Segment Open
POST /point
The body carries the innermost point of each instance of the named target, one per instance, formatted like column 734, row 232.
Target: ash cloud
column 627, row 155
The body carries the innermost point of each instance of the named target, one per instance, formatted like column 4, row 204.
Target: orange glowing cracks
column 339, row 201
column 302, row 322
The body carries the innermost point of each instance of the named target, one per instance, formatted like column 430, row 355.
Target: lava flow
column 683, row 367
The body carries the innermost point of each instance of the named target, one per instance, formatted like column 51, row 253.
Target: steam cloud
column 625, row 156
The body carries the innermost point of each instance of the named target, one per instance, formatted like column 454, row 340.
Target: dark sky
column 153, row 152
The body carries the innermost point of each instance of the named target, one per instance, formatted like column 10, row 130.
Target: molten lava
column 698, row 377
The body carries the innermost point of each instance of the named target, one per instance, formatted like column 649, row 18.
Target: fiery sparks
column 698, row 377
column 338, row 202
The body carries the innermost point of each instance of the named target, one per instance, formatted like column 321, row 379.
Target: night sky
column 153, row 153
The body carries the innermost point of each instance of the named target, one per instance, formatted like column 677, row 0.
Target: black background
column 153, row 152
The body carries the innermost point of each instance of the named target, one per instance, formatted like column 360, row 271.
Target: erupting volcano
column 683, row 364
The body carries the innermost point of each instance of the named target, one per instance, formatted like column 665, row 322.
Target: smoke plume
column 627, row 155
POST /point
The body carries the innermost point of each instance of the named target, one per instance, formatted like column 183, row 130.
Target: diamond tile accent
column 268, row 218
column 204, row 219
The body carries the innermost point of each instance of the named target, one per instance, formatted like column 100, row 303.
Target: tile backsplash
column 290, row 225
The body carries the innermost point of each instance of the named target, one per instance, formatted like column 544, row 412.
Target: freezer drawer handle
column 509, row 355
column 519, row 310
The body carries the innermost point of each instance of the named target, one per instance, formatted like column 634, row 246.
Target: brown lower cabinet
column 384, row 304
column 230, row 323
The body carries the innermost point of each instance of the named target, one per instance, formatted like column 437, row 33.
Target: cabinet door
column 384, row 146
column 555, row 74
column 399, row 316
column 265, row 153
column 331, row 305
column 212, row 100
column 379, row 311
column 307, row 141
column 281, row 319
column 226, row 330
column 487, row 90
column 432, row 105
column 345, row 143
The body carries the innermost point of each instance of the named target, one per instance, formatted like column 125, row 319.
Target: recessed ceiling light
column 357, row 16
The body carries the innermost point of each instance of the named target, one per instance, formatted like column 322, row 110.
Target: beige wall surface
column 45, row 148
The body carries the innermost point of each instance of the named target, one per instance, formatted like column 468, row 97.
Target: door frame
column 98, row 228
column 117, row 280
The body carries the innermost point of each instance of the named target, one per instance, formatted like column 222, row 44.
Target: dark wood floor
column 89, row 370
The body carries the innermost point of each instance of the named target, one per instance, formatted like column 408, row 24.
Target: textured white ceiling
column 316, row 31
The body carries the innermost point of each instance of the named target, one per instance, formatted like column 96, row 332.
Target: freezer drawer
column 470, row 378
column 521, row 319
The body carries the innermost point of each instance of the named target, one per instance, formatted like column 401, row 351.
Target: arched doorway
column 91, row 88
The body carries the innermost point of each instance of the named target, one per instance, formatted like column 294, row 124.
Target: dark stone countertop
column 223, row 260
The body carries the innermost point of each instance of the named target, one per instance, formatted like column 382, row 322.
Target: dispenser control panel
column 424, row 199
Segment Closed
■ TASK DIRECTIONS
Reprint the data above from the opening line to the line holding "454, row 340.", inclusive, and nothing else.

■ ANSWER SPACE
POST /point
The body carries the innermost point of each instance of the named target, one per instance, formatted like column 734, row 232.
Target: ash cloud
column 627, row 155
The body carries the innermost point of each instance of the named target, one per instance, formatted like column 4, row 204.
Target: orange glowing cracks
column 339, row 201
column 302, row 322
The body carries the innermost point of each instance of the named target, one per instance, formatted like column 430, row 355.
Target: lava flow
column 683, row 367
The body carries the innermost point of each instance of the named target, one per instance, formatted like column 51, row 253.
Target: steam cloud
column 625, row 156
The body carries the innermost point of each instance of the named target, one per instance, formatted like column 454, row 340.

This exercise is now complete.